Stored items:
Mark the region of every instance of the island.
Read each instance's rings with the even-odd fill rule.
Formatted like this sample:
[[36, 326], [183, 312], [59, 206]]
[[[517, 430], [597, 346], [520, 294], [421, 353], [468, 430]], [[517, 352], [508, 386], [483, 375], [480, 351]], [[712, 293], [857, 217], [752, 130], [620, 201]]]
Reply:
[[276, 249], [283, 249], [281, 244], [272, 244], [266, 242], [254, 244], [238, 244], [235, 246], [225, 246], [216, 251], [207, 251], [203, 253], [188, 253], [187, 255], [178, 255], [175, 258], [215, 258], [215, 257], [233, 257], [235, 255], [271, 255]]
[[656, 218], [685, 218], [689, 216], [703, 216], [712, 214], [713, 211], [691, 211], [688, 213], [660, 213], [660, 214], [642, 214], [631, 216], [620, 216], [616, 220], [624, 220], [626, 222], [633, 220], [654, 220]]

Problem to solve -
From the records, copy out each line that includes the string "instance".

Task output -
Mark the region of every instance of the island.
Read each instance's rings with the even-odd fill rule.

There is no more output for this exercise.